Goal — Extract verbatim the stretch of lines from the line containing "Target: background tree" through the line containing "x=183, y=155", including both of those lines and nothing else.
*** Data extract
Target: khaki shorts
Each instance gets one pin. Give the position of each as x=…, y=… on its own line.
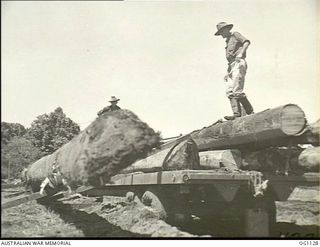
x=235, y=82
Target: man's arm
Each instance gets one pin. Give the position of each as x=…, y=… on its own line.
x=245, y=44
x=43, y=185
x=243, y=49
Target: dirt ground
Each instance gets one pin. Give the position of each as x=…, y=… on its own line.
x=82, y=217
x=32, y=220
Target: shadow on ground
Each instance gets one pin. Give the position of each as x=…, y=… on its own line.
x=91, y=224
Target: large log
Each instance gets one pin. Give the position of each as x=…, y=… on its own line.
x=274, y=160
x=250, y=131
x=230, y=158
x=184, y=155
x=302, y=207
x=112, y=142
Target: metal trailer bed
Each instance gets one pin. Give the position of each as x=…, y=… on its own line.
x=224, y=197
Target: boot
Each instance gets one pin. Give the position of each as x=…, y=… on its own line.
x=235, y=105
x=246, y=105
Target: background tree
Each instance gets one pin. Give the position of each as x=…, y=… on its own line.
x=10, y=130
x=17, y=154
x=50, y=131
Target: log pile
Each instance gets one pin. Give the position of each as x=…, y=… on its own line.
x=112, y=142
x=261, y=129
x=183, y=155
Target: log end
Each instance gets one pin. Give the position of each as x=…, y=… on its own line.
x=292, y=119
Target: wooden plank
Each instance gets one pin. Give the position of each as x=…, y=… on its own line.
x=22, y=199
x=177, y=177
x=26, y=198
x=302, y=213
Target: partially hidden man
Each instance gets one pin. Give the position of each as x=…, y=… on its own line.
x=236, y=47
x=112, y=107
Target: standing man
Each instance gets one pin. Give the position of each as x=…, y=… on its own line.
x=54, y=182
x=236, y=47
x=112, y=107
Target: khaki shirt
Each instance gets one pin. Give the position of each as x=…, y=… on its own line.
x=108, y=108
x=234, y=44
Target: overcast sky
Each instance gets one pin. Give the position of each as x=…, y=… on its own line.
x=160, y=58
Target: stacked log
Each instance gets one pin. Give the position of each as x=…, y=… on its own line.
******
Problem solution —
Target: background tree
Each instance gets one pin. Give the position of each as x=…, y=… on its own line.
x=10, y=130
x=17, y=154
x=50, y=131
Target: log pile
Each instance gets one pin. Give the position of each as x=…, y=… on its own line.
x=112, y=142
x=261, y=129
x=183, y=155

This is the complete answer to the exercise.